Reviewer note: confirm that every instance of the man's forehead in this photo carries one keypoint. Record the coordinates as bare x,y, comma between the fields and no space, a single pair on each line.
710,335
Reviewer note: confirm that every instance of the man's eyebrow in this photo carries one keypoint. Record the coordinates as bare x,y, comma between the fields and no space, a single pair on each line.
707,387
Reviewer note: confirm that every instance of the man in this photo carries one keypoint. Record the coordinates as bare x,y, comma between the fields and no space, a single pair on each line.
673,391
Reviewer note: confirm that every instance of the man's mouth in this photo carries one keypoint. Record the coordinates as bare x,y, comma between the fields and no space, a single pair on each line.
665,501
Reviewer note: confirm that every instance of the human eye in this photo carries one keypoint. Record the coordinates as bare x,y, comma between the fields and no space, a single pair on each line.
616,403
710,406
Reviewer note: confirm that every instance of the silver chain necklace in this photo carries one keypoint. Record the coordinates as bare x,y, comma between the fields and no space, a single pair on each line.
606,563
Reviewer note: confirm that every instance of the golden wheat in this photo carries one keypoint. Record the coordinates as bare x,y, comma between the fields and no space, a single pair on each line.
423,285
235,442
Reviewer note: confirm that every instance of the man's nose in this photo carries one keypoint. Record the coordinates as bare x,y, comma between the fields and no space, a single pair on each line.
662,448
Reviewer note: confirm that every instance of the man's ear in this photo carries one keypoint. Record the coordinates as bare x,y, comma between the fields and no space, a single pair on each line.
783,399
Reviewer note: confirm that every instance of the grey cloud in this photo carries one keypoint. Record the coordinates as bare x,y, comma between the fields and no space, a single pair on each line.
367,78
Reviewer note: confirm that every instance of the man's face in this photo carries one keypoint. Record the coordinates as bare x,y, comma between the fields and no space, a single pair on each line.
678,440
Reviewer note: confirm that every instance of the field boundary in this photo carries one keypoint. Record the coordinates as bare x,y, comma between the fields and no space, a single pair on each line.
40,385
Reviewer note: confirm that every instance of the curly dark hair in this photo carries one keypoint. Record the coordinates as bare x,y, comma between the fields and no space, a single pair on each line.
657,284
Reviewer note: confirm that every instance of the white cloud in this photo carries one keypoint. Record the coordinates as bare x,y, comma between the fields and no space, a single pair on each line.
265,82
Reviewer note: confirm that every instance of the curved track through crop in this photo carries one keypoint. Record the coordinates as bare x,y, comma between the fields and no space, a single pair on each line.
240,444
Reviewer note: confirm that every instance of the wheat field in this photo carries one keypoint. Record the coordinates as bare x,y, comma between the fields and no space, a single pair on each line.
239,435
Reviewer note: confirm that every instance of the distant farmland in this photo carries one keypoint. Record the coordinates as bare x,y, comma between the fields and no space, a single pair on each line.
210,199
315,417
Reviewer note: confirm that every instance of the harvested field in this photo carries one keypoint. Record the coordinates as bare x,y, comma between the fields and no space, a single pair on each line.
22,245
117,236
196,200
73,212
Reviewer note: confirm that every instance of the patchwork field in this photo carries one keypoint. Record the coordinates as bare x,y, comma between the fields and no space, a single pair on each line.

### WHAT IS BEING ASKED:
Set down only the lines from the line with "Reviewer note: confirm that every instance of the curly" through the last line of the data above, keeping both the first and the last.

### REPLY TO THE EXERCISE:
Reviewer note: confirm that every instance of the curly dark hair in this photo carries one keypoint. Record the coordinates as bare x,y, comma between the fields and no space, a single pair on each line.
657,284
Reviewer note: confirm that every instance of the white cloud in this photo carries one keypoint. Record the coordinates as bare x,y, comma between the fields and no space, a single pair on each line.
265,82
Reviewer note: confirm that every instance of the curved track through crop in this photo carries one keypoint. Record the coordinates as bare x,y, comma between the fields and no space, a single pair on each line.
240,444
Reviewer note: confirm that every instance of the wheat field in this photo carries one keypoint. Record the coordinates as bare x,y, comma between the fields and no space, a single pair on each line.
239,435
Reviewer note: confirm that every instance of the distant farmland in this photo carries one keypoint. Record the coordinates as bare x,y, comma between the fields and no space, a single pair on each line.
210,199
315,417
Reviewer note: confirm that every instance of the harvested field in this photo carries one keypoint. Record the coordinates as bare x,y, comma between the fields and no space, a single pair on each line.
22,245
117,236
196,200
73,212
Reviewer note: confirm that every instance of the patchwork field in this photo carries one keypoint. Record the coordinates as bare x,y, comma between the fields and no space, a single pair on each line.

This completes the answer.